> Tugas 1: Sebutkan semua gambaran tentang Nabi Muhammad saw yang disebarkan penguasa Mekkah melalui kampanye hitam menurut tulisan tentang logika kampanye.
> Tugas 2: Dalam data, tuliskan ulang hanya baris-baris di antara baris yang memuat "Show every calm" dan baris yang memuat "left=0, top=46, right=370, bottom=99", termasuk kedua baris itu. Tukar "frame" dengan "image", dan biarkan bagian lain tetap sama.

> Kutipan Sumber:
▼▼▼

Monday, June 30, 2014

LOGIKA KAMPANYE!

Oleh: Muhammad Plato

Kampanye hitam sama dengan fitnah, karena prakteknya membuka keburukan orang lain tanpa bukti-bukti yang dapat dipertanggungjawabkan. Normatifnya, pelaku kampanye hitam sangat tidak mungkin dilakukan oleh kalangan umat beragama. Paling mungkin, pelaku kampanye hitam dilakukan oleh pengikut Machiavelli, yang membolehkan merebut kekuasaan, dengan cara-cara kotor.

Selain kampanye hitam, ada pengamat politik yang membolehkan kampanye negatif. Kampanye negatif adalah membuka keburukan seseorang dengan bukti-bukti yang dapat dipertanggung jawabkan. Katanya, kampanye semacam ini diperbolehkan karena dapat membuka wawasan masyarakat tentang kredibilitas kandidat yang akan maju menjadi calon pemimpin.

Namun jika dikaji dari norma-norma kehidupan agama, kampanye hitam maupun kampanye negatif sama-sama dilarang. Bernegara tidak ada bedanya dengan beragama. Dalam ajaran agama ada larangan membuka aib orang di muka umum (kampanye negatif), apalagi memfitnah (kampanye hitam). Para pelakunya dikategorikan pendosa besar dan diancam dengan api neraka.

Mengenang sejarah 1400 tahun lalu, kampanye hitam bukan hanya dilakukan di masa sekarang, pada zaman perjuangan Nabi Muhammad saw menegakkan ajaran Islam, kampanye hitam telah terjadi. Agama bagi pembesar Mekkah adalah sumber kedudukan, kekuasaan, dan sumber pendapatan. Untuk itu, perjuangan Nabi Muhammad saw dianggap mengancam kepentingan-kepentingan politik para pembesar Mekkah.

Upaya-upaya menghambat perkembangan agama Islam, dilakukan penguasa-penguasa Mekkah dengan berbagai macam cara, salah satunya dengan kampanye hitam. Kampanye hitam dilakukan dengan melakukan propaganda bahwa Nabi Muhammad saw bukan utusan Tuhan, tetapi digambarkan sebagai orang yang haus dengan kekuasaan, pemberontak ajaran nenek moyang, pembohong besar, orang sakit jiwa, dan tukang sihir.

Kampanye hitam terhadap Nabi Muhammad saw dan pengikutnya tercatat dalam Al-Qur’an, “mereka berkata: ‘Hai yang menerima wahyu, sesungguhnya engkau adalah gila!’” (QS. Al-Hijr:6). Dalam surat lain dikabarkan, “...Orang itu (Muhammad saw) adalah tukang sihir dan pendusta”. (QS. Shaad:4).

▲▲▲

> Data yang Diberikan:
▼▼▼

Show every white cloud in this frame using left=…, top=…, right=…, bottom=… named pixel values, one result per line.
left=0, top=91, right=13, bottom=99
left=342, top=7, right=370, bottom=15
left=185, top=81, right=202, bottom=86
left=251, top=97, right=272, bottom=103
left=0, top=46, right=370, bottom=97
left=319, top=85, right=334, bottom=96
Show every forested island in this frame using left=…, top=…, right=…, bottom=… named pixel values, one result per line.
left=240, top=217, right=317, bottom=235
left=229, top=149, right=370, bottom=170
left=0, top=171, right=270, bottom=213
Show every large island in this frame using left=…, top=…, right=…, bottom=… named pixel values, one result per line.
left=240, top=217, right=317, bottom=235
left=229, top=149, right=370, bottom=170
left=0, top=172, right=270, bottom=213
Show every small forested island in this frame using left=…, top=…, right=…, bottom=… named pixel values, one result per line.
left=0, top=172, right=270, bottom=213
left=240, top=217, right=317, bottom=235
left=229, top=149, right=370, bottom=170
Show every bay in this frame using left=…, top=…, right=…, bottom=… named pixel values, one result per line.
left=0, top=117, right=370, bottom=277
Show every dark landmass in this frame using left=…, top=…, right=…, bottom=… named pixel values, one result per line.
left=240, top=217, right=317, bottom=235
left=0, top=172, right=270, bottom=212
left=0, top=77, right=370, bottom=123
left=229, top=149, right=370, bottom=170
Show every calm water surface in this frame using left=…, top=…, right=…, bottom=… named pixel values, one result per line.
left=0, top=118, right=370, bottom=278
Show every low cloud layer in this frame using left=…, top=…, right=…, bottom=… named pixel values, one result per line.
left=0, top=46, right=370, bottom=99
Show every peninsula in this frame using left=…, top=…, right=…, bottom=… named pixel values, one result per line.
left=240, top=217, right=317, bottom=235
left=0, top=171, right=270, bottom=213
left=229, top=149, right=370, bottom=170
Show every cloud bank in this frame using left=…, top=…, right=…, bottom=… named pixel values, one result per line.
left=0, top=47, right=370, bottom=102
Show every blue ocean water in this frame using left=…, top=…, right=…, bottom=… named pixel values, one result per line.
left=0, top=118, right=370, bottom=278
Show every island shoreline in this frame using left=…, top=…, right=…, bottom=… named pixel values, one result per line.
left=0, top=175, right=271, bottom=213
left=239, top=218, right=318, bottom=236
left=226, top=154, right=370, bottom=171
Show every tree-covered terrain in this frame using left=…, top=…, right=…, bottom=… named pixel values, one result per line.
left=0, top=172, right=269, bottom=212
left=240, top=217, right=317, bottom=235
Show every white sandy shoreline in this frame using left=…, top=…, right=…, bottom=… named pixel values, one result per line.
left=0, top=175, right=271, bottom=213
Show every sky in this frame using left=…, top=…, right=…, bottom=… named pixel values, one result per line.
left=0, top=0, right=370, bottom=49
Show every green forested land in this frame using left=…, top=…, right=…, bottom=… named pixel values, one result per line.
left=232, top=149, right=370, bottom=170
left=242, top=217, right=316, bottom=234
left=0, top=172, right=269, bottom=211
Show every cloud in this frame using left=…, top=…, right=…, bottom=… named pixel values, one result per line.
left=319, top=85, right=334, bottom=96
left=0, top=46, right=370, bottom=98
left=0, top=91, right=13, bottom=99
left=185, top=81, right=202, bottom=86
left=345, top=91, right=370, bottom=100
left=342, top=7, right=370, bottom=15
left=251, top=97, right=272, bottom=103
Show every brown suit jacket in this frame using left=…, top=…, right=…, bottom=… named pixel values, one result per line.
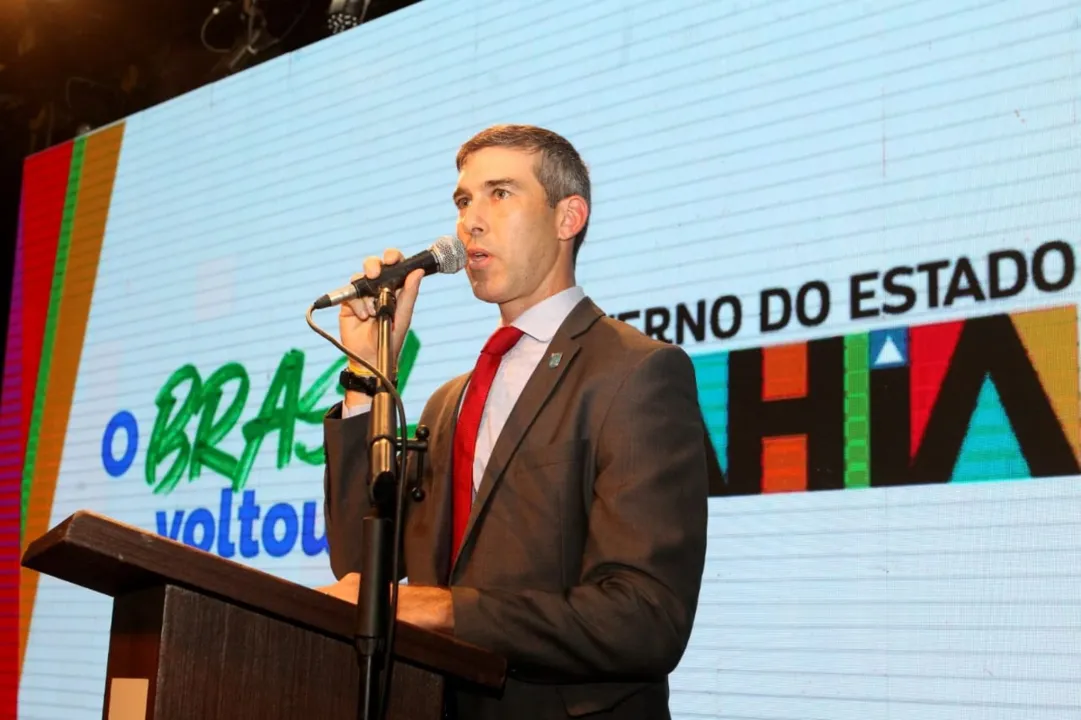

▲▲▲

> Hasil 1:
Dalam kampanye hitam itu, Nabi Muhammad saw digambarkan sebagai:
- orang yang haus dengan kekuasaan
- pemberontak ajaran nenek moyang
- pembohong besar
- orang sakit jiwa
- tukang sihir

> Hasil 2:
Show every calm water surface in this image using left=…, top=…, right=…, bottom=… named pixel values, one result per line.
left=0, top=118, right=370, bottom=278
Show every low cloud layer in this image using left=…, top=…, right=…, bottom=… named pixel values, one result per line.
left=0, top=46, right=370, bottom=99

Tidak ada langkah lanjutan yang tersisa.